# Starting Out - 1920S Cronograph



## Tom Barraclough (Mar 8, 2010)

Hello ladies and gents,

I have a silver 1920s Swiss chronograph, given to me on my 21st birthday a few years ago. I've had the pleasure of wearing this watch at a few events important to me, including my graduation from university and the weddings of friends and family. Unfortunately, it now has a problem. The watch does not run, and the winding crown feels slack. I'm guessing a broken mainspring.

so that leads me to my first question, can anyone recommend me a good watchmaker in Edinburgh, or elsewhere in reasonable driving distance?

Whist looking for someone to repair it, I have also decided to try and find out more about it, how it works and it's history.

Anyway, some pictures:

The face - the text reads "S Smith and son 9 strand" "Watchmaker to the admiralty" "131 105" and "swiss made"










The Case - the inside is hallmarked, see more below










The motion










And a close up:










Please excuse the quality of the pics, I might try to get some better ones at work sometime this week.

(Shape boundary entries)
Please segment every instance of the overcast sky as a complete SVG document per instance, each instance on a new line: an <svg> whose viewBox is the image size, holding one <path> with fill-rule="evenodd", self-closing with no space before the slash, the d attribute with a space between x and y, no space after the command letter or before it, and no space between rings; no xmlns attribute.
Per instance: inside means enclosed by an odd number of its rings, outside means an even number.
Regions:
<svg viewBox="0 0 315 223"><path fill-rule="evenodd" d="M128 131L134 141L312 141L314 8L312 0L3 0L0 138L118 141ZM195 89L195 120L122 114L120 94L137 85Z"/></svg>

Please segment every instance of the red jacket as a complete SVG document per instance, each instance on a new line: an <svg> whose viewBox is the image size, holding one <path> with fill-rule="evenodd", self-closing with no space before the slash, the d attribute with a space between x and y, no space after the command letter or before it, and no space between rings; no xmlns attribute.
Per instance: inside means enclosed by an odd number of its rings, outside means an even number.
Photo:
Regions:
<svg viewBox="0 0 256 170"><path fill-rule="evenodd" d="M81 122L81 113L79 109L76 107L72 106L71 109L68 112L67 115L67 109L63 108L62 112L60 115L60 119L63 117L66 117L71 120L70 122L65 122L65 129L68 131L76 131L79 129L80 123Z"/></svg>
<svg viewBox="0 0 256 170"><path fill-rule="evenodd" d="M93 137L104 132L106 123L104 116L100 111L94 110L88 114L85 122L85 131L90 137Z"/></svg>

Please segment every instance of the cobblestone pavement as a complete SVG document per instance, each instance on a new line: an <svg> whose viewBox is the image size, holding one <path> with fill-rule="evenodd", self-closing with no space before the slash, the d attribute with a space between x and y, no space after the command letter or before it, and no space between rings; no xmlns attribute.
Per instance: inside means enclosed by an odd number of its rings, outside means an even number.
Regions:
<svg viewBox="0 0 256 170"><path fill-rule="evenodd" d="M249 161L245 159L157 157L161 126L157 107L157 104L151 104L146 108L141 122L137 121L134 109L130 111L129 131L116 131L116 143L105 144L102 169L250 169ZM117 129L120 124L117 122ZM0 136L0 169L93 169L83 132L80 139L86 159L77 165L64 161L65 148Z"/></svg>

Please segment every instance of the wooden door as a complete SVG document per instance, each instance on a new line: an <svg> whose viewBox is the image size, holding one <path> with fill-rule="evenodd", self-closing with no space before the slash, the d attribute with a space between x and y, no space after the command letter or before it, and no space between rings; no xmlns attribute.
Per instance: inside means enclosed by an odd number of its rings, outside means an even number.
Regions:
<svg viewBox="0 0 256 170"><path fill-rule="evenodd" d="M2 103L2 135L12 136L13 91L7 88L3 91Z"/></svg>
--
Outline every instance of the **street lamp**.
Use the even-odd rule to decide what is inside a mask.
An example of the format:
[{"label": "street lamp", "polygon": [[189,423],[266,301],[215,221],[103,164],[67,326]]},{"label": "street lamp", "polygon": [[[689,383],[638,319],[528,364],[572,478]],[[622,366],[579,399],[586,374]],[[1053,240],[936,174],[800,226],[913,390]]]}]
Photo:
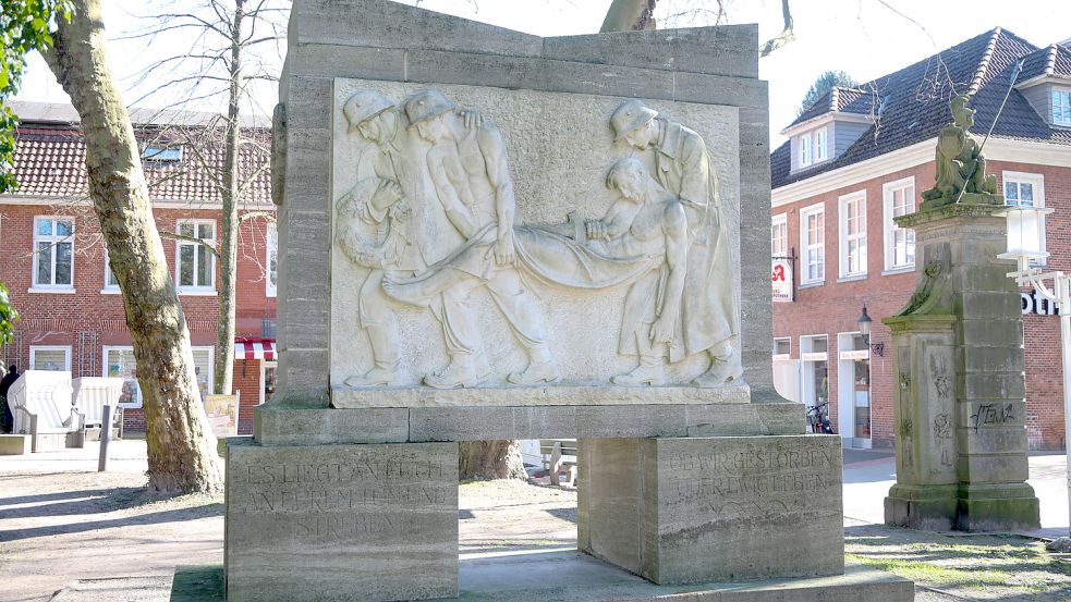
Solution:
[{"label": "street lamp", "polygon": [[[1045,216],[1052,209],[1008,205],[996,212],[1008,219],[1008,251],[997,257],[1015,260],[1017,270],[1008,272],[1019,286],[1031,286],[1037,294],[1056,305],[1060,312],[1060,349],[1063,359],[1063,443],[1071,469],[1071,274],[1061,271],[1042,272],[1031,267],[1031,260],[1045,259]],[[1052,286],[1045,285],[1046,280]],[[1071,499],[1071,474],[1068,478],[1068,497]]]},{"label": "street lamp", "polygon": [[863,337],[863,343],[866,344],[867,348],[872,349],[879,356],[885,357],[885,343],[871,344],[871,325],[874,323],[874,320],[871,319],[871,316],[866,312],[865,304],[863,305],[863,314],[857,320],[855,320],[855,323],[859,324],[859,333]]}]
--
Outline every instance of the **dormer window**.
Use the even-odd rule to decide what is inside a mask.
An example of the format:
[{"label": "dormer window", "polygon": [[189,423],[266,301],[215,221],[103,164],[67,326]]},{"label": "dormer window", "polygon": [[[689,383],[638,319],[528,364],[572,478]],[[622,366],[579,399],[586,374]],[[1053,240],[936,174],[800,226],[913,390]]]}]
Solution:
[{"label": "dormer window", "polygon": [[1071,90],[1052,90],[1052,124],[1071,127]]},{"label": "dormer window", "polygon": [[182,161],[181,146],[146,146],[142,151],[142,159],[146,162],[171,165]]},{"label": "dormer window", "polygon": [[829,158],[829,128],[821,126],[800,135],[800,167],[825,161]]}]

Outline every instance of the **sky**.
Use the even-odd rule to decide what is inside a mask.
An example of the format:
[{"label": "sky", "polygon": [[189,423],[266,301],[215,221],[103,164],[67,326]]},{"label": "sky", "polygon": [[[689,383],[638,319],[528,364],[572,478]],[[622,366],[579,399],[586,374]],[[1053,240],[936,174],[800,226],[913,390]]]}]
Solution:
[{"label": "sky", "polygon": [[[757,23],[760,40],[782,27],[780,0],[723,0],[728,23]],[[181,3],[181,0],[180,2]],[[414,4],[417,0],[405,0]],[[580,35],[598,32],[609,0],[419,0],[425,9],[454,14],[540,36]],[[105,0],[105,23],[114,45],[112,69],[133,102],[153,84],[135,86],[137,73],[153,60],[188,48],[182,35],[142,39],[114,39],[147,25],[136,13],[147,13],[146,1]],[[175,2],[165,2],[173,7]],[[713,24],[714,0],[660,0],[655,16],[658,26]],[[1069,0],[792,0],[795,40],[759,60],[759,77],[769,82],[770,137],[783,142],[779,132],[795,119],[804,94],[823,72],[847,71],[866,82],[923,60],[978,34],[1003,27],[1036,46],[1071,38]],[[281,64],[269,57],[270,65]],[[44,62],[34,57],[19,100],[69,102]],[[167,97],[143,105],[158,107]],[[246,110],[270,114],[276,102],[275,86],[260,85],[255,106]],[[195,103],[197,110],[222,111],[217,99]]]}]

§ **PROBLEM SET**:
(A) Could you edit the chronograph post's passage that opens with the words containing "# Starting Out" and closes with "a broken mainspring.", replacing "mainspring" with "balance staff"?
(B) According to the chronograph post, what pieces of text appear on the watch face?

§ **SOLUTIONS BELOW**:
(A)
# Starting Out - 1920S Cronograph



## Tom Barraclough (Mar 8, 2010)

Hello ladies and gents,

I have a silver 1920s Swiss chronograph, given to me on my 21st birthday a few years ago. I've had the pleasure of wearing this watch at a few events important to me, including my graduation from university and the weddings of friends and family. Unfortunately, it now has a problem. The watch does not run, and the winding crown feels slack. I'm guessing a broken balance staff.

(B)
- "S Smith and son 9 strand"
- "Watchmaker to the admiralty"
- "131 105"
- "swiss made"